### [Records provided]
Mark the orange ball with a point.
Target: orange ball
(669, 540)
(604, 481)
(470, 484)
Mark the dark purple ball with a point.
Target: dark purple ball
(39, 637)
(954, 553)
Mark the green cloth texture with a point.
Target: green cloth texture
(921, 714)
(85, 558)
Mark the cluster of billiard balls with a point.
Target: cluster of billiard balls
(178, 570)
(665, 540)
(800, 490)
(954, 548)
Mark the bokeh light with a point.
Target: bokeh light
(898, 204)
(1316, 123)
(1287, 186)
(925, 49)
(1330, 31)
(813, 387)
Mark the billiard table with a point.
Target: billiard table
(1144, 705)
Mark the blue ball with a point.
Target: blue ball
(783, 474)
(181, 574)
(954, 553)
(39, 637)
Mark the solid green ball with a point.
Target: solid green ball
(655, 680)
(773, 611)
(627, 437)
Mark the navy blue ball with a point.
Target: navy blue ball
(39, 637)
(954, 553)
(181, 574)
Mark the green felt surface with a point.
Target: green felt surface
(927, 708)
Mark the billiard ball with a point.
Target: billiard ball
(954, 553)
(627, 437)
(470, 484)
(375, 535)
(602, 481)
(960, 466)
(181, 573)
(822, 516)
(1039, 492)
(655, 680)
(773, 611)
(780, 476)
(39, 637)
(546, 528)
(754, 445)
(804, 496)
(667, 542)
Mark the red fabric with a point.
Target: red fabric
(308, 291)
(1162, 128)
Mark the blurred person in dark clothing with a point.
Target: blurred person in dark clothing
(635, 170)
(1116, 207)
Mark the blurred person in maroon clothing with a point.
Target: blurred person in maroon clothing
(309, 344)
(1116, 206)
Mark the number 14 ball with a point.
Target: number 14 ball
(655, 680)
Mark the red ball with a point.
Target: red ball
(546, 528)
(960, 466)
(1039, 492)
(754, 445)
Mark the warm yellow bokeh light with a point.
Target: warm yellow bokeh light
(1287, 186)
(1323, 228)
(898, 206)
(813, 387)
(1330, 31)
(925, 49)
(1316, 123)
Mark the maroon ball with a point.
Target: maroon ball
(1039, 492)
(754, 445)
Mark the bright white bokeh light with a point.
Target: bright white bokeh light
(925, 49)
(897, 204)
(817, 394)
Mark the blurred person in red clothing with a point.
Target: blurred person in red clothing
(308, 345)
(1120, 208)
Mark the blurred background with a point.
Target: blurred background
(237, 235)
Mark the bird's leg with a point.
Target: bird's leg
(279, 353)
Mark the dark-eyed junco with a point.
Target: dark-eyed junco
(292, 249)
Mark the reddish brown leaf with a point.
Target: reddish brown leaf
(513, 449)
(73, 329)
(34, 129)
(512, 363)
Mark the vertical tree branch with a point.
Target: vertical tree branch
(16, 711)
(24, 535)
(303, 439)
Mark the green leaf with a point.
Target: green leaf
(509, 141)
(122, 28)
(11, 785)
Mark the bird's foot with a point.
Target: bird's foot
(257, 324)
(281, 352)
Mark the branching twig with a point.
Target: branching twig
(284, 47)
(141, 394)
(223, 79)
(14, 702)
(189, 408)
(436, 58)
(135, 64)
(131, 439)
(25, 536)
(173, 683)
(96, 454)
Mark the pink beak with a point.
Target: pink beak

### [Task brief]
Place every line of the entries above into a Markdown table with the columns Index and Text, numbering the rows in order. Leave out blank lines.

### [Exercise result]
| Index | Text |
|---|---|
| 1 | Mark the orange ball with a point. |
| 2 | Target: orange ball |
| 3 | (669, 540) |
| 4 | (604, 481) |
| 5 | (470, 484) |
| 6 | Mark the dark purple ball with a point. |
| 7 | Target: dark purple ball |
| 8 | (39, 637) |
| 9 | (954, 553) |
| 10 | Mark the green cloth texture with a point. |
| 11 | Target: green cloth texture |
| 12 | (921, 714) |
| 13 | (85, 558) |
| 14 | Mark the cluster of billiard balls with a point. |
| 15 | Target: cluster of billiard balls |
| 16 | (178, 570) |
| 17 | (665, 540) |
| 18 | (800, 490) |
| 19 | (954, 548) |
| 20 | Mark the bokeh light with a point. |
| 21 | Target: bokeh light |
| 22 | (898, 204) |
| 23 | (1316, 123) |
| 24 | (1287, 186) |
| 25 | (925, 49) |
| 26 | (1330, 31) |
| 27 | (813, 387) |
| 28 | Mark the billiard table with a point. |
| 29 | Target: billiard table |
| 30 | (1144, 705) |
| 31 | Mark the blue ball with a point. |
| 32 | Target: blue ball |
| 33 | (783, 474) |
| 34 | (181, 574) |
| 35 | (954, 553) |
| 36 | (39, 637) |
| 37 | Mark the solid green ball with a point. |
| 38 | Target: solid green ball |
| 39 | (655, 680) |
| 40 | (773, 611) |
| 41 | (627, 437) |
| 42 | Mark the navy blue ball with a point. |
| 43 | Target: navy blue ball |
| 44 | (39, 637) |
| 45 | (954, 553) |
| 46 | (181, 574) |
| 47 | Mark the green felt surface with a point. |
| 48 | Target: green felt surface |
| 49 | (927, 708) |
| 50 | Mark the billiard ball with a point. |
| 51 | Target: billiard ball |
| 52 | (954, 553) |
| 53 | (627, 437) |
| 54 | (470, 484) |
| 55 | (375, 535) |
| 56 | (602, 481) |
| 57 | (960, 466) |
| 58 | (181, 573) |
| 59 | (822, 516) |
| 60 | (1039, 492) |
| 61 | (655, 680) |
| 62 | (773, 611) |
| 63 | (780, 476) |
| 64 | (39, 637) |
| 65 | (546, 528) |
| 66 | (754, 445) |
| 67 | (804, 496) |
| 68 | (667, 542) |
| 69 | Mark the red fabric with a point. |
| 70 | Target: red fabric |
| 71 | (308, 291) |
| 72 | (1162, 128) |
| 73 | Mark the blurred person in dark clothing with a point. |
| 74 | Target: blurred person in dark clothing |
| 75 | (635, 170) |
| 76 | (1116, 207) |
| 77 | Mark the blurred person in maroon clothing with a point. |
| 78 | Target: blurred person in maroon clothing |
| 79 | (309, 344) |
| 80 | (1116, 206) |
| 81 | Mark the number 14 ball with a point. |
| 82 | Target: number 14 ball |
| 83 | (655, 680) |
| 84 | Mark the red ball with a point. |
| 85 | Target: red ball |
| 86 | (546, 528) |
| 87 | (960, 466) |
| 88 | (1039, 492) |
| 89 | (754, 445) |
| 90 | Mark the warm yellow bokeh light with a point. |
| 91 | Target: warm yellow bokeh light |
| 92 | (1287, 186) |
| 93 | (1323, 228) |
| 94 | (898, 206) |
| 95 | (813, 387) |
| 96 | (1330, 31) |
| 97 | (925, 49) |
| 98 | (1316, 123) |
| 99 | Mark the maroon ball with a point. |
| 100 | Target: maroon ball |
| 101 | (1039, 492) |
| 102 | (754, 445) |
| 103 | Mark the bright white bokeh light with a point. |
| 104 | Target: bright white bokeh light |
| 105 | (925, 49) |
| 106 | (897, 204) |
| 107 | (817, 394) |
| 108 | Mark the blurred person in red clothing with a point. |
| 109 | Target: blurred person in red clothing |
| 110 | (308, 345) |
| 111 | (1120, 208) |
| 112 | Mark the blurred background with a point. |
| 113 | Target: blurred background |
| 114 | (237, 235) |
| 115 | Mark the bird's leg with a point. |
| 116 | Target: bird's leg |
| 117 | (279, 353) |
| 118 | Mark the dark-eyed junco with a point. |
| 119 | Target: dark-eyed junco |
| 120 | (292, 249) |
| 121 | Mark the reddish brown leaf with a point. |
| 122 | Target: reddish brown leaf |
| 123 | (513, 449) |
| 124 | (73, 329) |
| 125 | (34, 129) |
| 126 | (512, 363) |
| 127 | Mark the vertical tree branch with a point. |
| 128 | Target: vertical tree branch |
| 129 | (16, 711) |
| 130 | (24, 535) |
| 131 | (303, 439) |
| 132 | Mark the green leaf with a point. |
| 133 | Target: green leaf |
| 134 | (509, 141) |
| 135 | (122, 28) |
| 136 | (11, 785) |
| 137 | Mark the bird's foot with a point. |
| 138 | Target: bird's foot |
| 139 | (257, 324) |
| 140 | (281, 352) |
| 141 | Mark the branching twig with a point. |
| 142 | Target: branching twig |
| 143 | (284, 47) |
| 144 | (141, 394) |
| 145 | (223, 79) |
| 146 | (14, 702) |
| 147 | (189, 408) |
| 148 | (436, 58) |
| 149 | (135, 64) |
| 150 | (131, 439) |
| 151 | (25, 536) |
| 152 | (173, 683) |
| 153 | (96, 454) |
| 154 | Mark the pink beak with a point. |
| 155 | Target: pink beak |